START Text shown

A 16-team college football playoff — four rounds to determine the national championship, the likes of which have never before been seen at the FBS level of this sport. Twelve teams were voted down, and while the number eight is still out there, many believe that a playoff that small wouldn’t solve the exclusivity issue that the current iteration faces.

But what would a 16-team, no-bye playoff look like as we watch the tectonic plates at the very foundation of the sport continue to shift this year?

How will the teams be chosen?

The first question is how the 16 teams would be decided if this were to come to fruition. Do we go back to the AP Poll decisions from the BCS days? Or is there still a CFP committee — one that might be less controversial in a world in which more than four teams get a chance to take on the big stage each year?

Do conference winners get an automatic bid — and, more importantly, what are the conferences? If, as we’ve written about, we’re headed toward a completely different conference structure in which the Big Ten and SEC dominate the sport while the Big XII and ACC become sort of second-tier conferences (and the Pac-12 may be long gone by then), do the much larger the Big Ten and SEC each get two representatives if the number of participants in each conference warrants such an imbalance?

The end of the conference championship?

In a world of a 16-game college football playoff, four extra weekends would be added to the regular season. Four extra 60-minute periods, more physically demanding and emotionally draining than most games each team will face throughout the regular season, four more opportunities for career-ending injuries or tanking draft stock.

With the recent shirking of traditional conferences and, with that, a lot of tradition, a 16-team playoff could be the end for conference championship games. It’s a relatively easy game to cut, made easier by the concept that it’s more likely than not that the two teams that would have played in such a game will now both be in the hunt for a national title in such a playoff and may even end up playing each other at some point in it.

END Text shown

To be done:
1. Repeat the passage from the 16-team playoff text word for word, from "A 16-team college" up to and including "stage each year?".
2. Pick up the 16-team college football playoff text where it stops and write the next part.

START Data supplied

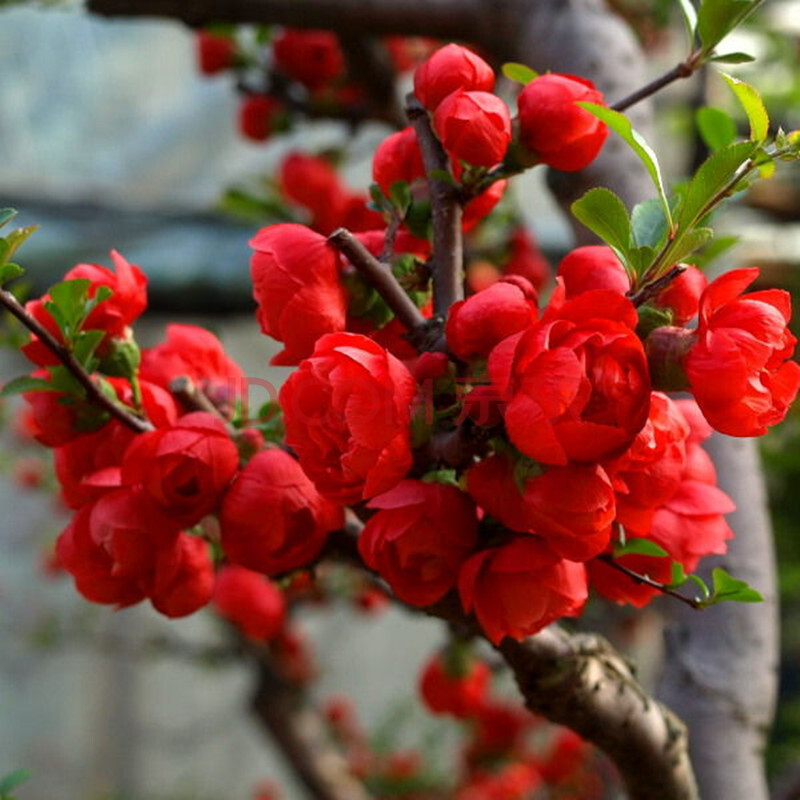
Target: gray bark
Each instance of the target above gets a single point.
(721, 672)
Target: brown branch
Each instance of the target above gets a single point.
(282, 708)
(380, 277)
(645, 580)
(580, 681)
(93, 393)
(448, 248)
(685, 69)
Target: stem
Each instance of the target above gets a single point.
(448, 248)
(685, 69)
(380, 277)
(654, 288)
(647, 581)
(65, 356)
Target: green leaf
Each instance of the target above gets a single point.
(753, 106)
(733, 58)
(714, 175)
(26, 384)
(621, 125)
(648, 223)
(689, 243)
(67, 304)
(726, 587)
(14, 239)
(689, 18)
(14, 779)
(716, 127)
(6, 215)
(521, 73)
(10, 271)
(605, 214)
(717, 18)
(640, 547)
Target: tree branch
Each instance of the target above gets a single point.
(65, 356)
(299, 731)
(448, 248)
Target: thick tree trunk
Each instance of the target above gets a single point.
(721, 671)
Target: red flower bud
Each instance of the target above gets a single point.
(250, 601)
(519, 588)
(257, 113)
(594, 266)
(451, 68)
(347, 414)
(563, 135)
(295, 275)
(215, 53)
(273, 519)
(474, 127)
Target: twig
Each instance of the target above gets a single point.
(685, 69)
(65, 356)
(647, 581)
(448, 248)
(380, 277)
(654, 288)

END Data supplied

Set of answers:
1.
A 16-team college football playoff — four rounds to determine the national championship, the likes of which have never before been seen at the FBS level of this sport. Twelve teams were voted down, and while the number eight is still out there, many believe that a playoff that small wouldn’t solve the exclusivity issue that the current iteration faces.

But what would a 16-team, no-bye playoff look like as we watch the tectonic plates at the very foundation of the sport continue to shift this year?

How will the teams be chosen?

The first question is how the 16 teams would be decided if this were to come to fruition. Do we go back to the AP Poll decisions from the BCS days? Or is there still a CFP committee — one that might be less controversial in a world in which more than four teams get a chance to take on the big stage each year?

2.
And we can’t forget the health risks, the end-of-season exhaustion, and the full-time student status. Realistically, there would need to be cuts to the regular season or postseason to make this an option for college football. Right now, the most games a team can play is 15, and the majority play 13. If conference championships remained along with a 16-team playoff format, teams could play up to 17 games in a season, which would dilute the actual product at the end of the season, particularly without ample recovery time between the end of the regular season and the bowls and tournament, as we have now. So either an 11-game season with extra weeks off for the team would be implemented (and with TV deals, I don’t see that happening), or conference championships will cease to exist. (For God’s sake, conferences are about to cease to exist, anyways.)

And what about other bowl games?

With the best 16 teams playing in a playoff each year, the rest of the bowl games kind of get screwed over, ratings-wise. Assuming that the first eight games of such a postseason tournament are all bowl games, as the first two are in our current interaction, how will the rest of the bowls find a place in the sport and the sponsors to pay for it? Sure, bowls are tradition, but if the money’s not there, I’m not sure what our future stretches between Christmas and New Year’s will look like.